## THE TASK
Copy out the listing below, substituting "Labeling task" for every occurrence of "Annotation task" and leaving all else unchanged.

--- BEGIN ---

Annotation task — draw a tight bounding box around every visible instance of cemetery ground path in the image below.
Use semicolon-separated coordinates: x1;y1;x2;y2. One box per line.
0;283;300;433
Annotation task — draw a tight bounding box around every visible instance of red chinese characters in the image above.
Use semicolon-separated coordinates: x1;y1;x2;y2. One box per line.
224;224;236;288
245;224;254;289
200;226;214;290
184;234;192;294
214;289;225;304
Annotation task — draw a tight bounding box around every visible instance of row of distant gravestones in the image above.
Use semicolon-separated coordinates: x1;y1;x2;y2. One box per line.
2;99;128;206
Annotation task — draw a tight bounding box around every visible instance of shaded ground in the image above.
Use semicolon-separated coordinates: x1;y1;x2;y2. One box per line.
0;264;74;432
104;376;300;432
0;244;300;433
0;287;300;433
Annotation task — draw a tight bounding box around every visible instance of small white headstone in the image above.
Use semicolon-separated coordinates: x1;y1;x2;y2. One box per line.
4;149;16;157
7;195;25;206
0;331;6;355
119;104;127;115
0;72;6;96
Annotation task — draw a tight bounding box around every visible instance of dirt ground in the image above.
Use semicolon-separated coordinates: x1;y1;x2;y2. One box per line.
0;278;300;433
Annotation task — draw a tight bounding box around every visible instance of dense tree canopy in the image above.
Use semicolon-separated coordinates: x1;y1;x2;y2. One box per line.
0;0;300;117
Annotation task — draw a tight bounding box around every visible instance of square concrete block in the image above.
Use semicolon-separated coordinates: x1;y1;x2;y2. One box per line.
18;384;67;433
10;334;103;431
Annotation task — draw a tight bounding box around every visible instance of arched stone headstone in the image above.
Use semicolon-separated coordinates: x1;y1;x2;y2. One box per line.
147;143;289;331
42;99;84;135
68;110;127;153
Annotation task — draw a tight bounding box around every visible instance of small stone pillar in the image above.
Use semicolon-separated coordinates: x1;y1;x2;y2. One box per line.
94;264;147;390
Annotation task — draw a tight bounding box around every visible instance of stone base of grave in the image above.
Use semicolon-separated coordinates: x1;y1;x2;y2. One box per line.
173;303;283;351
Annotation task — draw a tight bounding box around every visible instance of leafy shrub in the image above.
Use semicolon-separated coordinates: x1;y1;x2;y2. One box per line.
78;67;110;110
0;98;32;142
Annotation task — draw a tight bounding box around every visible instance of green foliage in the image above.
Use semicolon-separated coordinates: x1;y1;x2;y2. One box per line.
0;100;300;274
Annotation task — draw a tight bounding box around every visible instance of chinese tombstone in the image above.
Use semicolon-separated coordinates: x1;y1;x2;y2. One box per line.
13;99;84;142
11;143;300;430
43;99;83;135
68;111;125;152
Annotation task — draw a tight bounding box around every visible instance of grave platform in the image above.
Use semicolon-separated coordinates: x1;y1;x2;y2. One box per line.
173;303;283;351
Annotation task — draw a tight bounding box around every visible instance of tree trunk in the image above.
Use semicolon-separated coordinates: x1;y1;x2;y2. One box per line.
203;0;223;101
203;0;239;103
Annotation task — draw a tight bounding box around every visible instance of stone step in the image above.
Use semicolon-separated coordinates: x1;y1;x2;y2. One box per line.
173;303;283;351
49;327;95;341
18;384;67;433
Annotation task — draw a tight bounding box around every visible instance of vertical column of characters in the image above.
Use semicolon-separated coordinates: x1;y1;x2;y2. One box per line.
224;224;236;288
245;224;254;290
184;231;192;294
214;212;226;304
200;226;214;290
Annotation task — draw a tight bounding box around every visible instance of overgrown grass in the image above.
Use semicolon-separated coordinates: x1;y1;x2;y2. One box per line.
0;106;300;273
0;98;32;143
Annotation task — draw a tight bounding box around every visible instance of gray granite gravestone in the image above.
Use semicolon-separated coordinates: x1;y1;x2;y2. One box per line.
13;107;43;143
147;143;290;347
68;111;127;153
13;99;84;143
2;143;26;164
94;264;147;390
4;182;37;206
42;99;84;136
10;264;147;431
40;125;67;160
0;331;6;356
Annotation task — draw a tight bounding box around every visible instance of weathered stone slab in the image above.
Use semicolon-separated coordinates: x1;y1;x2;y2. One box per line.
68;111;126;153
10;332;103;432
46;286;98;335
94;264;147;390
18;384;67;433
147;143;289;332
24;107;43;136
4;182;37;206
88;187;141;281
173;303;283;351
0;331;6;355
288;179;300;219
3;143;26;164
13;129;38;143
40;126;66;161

--- END ---

## OUTPUT BELOW
Labeling task — draw a tight bounding box around every visible instance of cemetery ground path in the image below.
Use semicolon-separated coordinates: x1;y1;x2;y2. One box per line.
0;283;300;433
Labeling task — draw a tight bounding box around every visible instance of red chinese characters in the image above.
Use semicolon-separated coordinates: x1;y1;x2;y2. One box per line.
224;224;236;288
245;224;254;289
200;226;214;290
184;234;192;294
214;289;225;304
Labeling task — draw a tight bounding box around every visible instance of row of distant gravestones in the image above.
Use semicolon-separated coordinates: x1;y1;x2;y2. One box per line.
2;99;128;206
Labeling task — draw a tight bounding box around every visible instance of shaded ground in the image above.
Use semicolon-separated coordinates: x1;y1;x2;y2. One box per line.
0;264;74;432
104;376;300;432
0;244;300;433
0;287;300;433
Labeling task — draw a tight bounding box around every visible instance of small white headstone in the image above.
Use semicolon-separated coordinates: x1;y1;x2;y2. One box per line.
4;149;16;157
7;195;25;206
0;331;6;355
119;104;127;115
0;72;6;96
Labeling task — draw a tight bounding box around every visible instance of dirt ground in the image above.
Use semicolon-separated coordinates: x1;y1;x2;y2. One box per line.
0;278;300;433
Labeling task — draw a tight bounding box around every visible instance of dense tree canopy in the image above.
Use semicolon-separated coordinates: x1;y1;x2;y2. One box per line.
0;0;300;117
Labeling task — draw a tight bounding box around every visible instance of square concrete block in the image above.
Use semicolon-separated coordinates: x1;y1;x2;y2. One box per line.
18;384;67;433
10;334;103;431
Labeling task — draw a tight bounding box around every visible instance of arched stone headstone in the image above.
Use semicolon-separated coordinates: x1;y1;x2;y2. One box per line.
147;143;289;331
42;99;84;135
68;110;127;153
Labeling task — draw a tight bounding box around every visible instance of small stone pillar in the image above.
Use semicolon-separated coordinates: x1;y1;x2;y2. One box per line.
94;264;147;390
Labeling task — draw a tight bounding box around every visible instance of stone base of grave in the image above.
Use semicolon-separated coordinates: x1;y1;x2;y2. One box per line.
173;303;283;351
Labeling task — draw a tight bounding box around every visible instance of leafy shrub in the image above.
Use semicolon-separated coordinates: x1;y1;x2;y2. One box per line.
78;67;110;110
0;98;32;142
Labeling task — draw a tight bounding box around every visible instance of green foliage in the image above.
Use semicolon-separated coordinates: x1;y1;x2;y2. One box per line.
0;100;300;274
Labeling task — draw a tight bounding box around every visible instance of chinese tombstone in the image above.
Use semicolon-separated coordinates: x1;y1;x2;y2. One box per line.
13;99;84;142
11;143;300;430
43;99;83;135
68;111;125;152
Labeling task — draw a tight bounding box around every visible instance of grave platform in the image above.
Use semicolon-separated coordinates: x1;y1;x2;y2. One box per line.
173;303;283;351
Labeling task — draw a tight bounding box around every visible instance of tree trunk in the image above.
Use semicolon-separated coordinates: x1;y1;x2;y2. One box per line.
203;0;223;101
203;0;239;103
Labeling task — draw a tight bounding box around every visible instance of stone step in the image above.
Use semicolon-separated coordinates: x1;y1;x2;y2. One box per line.
173;303;283;351
49;327;95;341
18;384;67;433
Labeling task — draw a tight bounding box around every visible instance of vertical column of characters in the image above.
Use semicolon-separated coordinates: x1;y1;x2;y2. One box per line.
224;224;236;288
245;224;254;290
184;231;192;294
214;212;226;304
200;226;214;290
Labeling task — draw a tight bounding box around every visible instance of overgrown grass in the image above.
Use semicolon-separated coordinates: x1;y1;x2;y2. One box per line.
0;106;300;273
0;98;32;143
Labeling task — draw a tight bounding box around every visible instance of gray granite gravestone in the image above.
Use semicolon-separated coordinates: x1;y1;x2;y2. One box per line.
13;107;43;143
147;143;290;347
68;111;127;153
13;99;84;143
2;143;26;164
94;264;147;390
4;182;37;206
42;99;84;136
10;264;147;431
40;125;67;160
0;331;6;356
Labeling task — draw a tight bounding box around every visible instance of weathered stone slab in the image above.
Use semicolon-separated coordinates: x1;y1;x2;y2. One box per line.
68;111;126;153
10;332;103;432
46;286;98;335
94;264;147;390
18;384;67;433
147;143;289;332
24;107;43;136
4;182;37;206
88;187;141;281
173;303;283;351
0;331;6;355
288;179;300;219
3;143;26;164
13;129;38;143
40;126;66;161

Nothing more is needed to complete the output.